◆ ENTRIES SHOWN

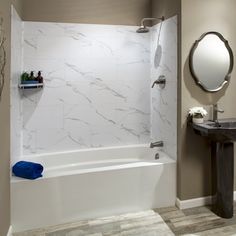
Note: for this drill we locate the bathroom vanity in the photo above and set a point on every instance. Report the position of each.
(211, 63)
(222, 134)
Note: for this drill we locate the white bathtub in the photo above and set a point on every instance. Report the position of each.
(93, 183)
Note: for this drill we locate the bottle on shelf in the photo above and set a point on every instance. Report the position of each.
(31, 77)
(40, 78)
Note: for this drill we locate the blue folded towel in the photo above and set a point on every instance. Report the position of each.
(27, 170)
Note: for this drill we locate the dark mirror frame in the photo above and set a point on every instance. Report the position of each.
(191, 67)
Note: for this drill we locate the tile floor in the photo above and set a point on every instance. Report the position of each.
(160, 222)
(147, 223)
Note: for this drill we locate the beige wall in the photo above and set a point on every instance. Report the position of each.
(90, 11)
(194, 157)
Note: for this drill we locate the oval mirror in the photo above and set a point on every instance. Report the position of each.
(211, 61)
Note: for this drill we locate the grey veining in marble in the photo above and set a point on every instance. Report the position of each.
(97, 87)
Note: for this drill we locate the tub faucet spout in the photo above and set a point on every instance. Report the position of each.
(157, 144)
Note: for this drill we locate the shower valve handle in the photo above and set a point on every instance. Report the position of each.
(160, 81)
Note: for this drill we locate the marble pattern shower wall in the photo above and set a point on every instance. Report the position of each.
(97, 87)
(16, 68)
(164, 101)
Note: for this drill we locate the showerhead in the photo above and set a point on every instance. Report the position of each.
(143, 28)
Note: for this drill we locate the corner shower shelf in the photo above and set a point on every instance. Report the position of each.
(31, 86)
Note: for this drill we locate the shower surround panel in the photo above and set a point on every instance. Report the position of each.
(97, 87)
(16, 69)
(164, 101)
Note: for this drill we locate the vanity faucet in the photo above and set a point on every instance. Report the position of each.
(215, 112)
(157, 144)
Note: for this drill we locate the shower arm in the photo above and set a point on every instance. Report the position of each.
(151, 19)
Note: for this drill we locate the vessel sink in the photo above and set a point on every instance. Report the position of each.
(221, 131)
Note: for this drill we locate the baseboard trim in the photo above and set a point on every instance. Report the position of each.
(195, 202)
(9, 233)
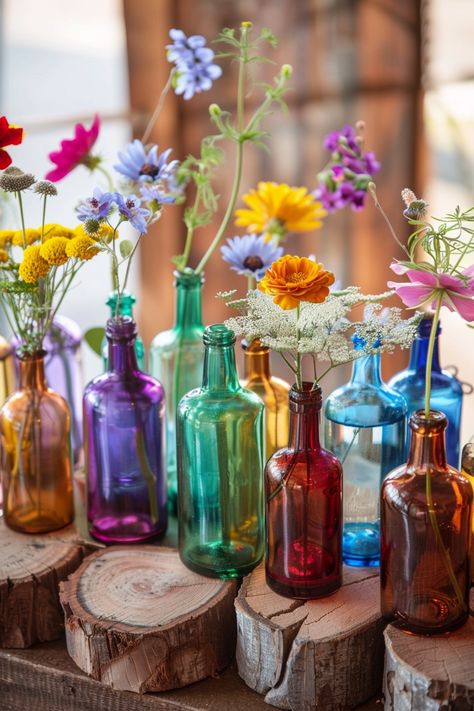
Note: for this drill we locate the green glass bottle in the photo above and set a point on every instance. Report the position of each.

◆ THE PROBLEM
Starting at the line with "Note: for this drill we locate the corner" and stopping at the final line of the material, reproduce each line exactly, both ends included. Leave the pictures out.

◆ ANSWER BOX
Note: for this drill we locate the corner shower shelf in the photo above and set a point on every instance. Report the position of each.
(31, 86)
Note: for this drill we locate the shower surround panel in the photo above and set a point on every instance. Report the position of each.
(97, 87)
(16, 69)
(164, 101)
Note: for this drill we locate the vanity faucet in the photo above and set a point on every instance. Report the position of each.
(215, 112)
(157, 144)
Note: for this drill we locate the shower arm in the photo above and set a point on every instance. Report the position of each.
(151, 19)
Note: for this drill we locate the vessel sink in the photo above and set a point on every instance. Report the position of each.
(221, 131)
Note: for this drill we locate the baseboard trim in the photo above and set a point on every instance. Report the position of each.
(195, 202)
(9, 233)
Note: for this drill we locate the green glass bottle in the photo above and set a point on every instance. Report the position of each.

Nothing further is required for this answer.